*Stored data*.
________________
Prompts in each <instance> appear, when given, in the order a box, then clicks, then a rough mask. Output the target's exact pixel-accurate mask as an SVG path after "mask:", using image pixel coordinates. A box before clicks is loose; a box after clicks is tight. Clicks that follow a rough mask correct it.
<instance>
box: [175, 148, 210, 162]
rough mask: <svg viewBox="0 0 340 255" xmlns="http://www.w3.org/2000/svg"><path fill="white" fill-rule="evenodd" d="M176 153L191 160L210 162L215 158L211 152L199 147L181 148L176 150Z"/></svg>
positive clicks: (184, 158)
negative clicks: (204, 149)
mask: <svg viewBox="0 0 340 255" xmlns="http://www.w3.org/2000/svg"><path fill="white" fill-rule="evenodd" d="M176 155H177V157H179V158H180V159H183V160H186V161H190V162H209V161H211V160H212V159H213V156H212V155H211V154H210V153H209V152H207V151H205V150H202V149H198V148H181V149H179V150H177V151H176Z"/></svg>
________________
*What the task asks*.
Could each line above be retyped exactly?

*Exercise answer*.
Prompts in each <instance> appear, when given, in the order a box, then clicks, then a rough mask. Output the target's exact pixel-accurate mask as an SVG path after "mask:", using image pixel coordinates. A box before clicks is loose; a box after clicks is tight. Clicks that follow a rough mask correct it.
<instance>
box: [175, 148, 210, 162]
rough mask: <svg viewBox="0 0 340 255" xmlns="http://www.w3.org/2000/svg"><path fill="white" fill-rule="evenodd" d="M176 153L191 160L210 162L215 158L211 152L199 147L181 148L176 150Z"/></svg>
positive clicks: (184, 158)
negative clicks: (204, 149)
mask: <svg viewBox="0 0 340 255" xmlns="http://www.w3.org/2000/svg"><path fill="white" fill-rule="evenodd" d="M176 155H177V157H179V158H180V159H183V160H186V161H190V162H209V161H211V160H212V159H213V156H212V155H211V154H210V153H209V152H207V151H205V150H202V149H198V148H181V149H179V150H177V151H176Z"/></svg>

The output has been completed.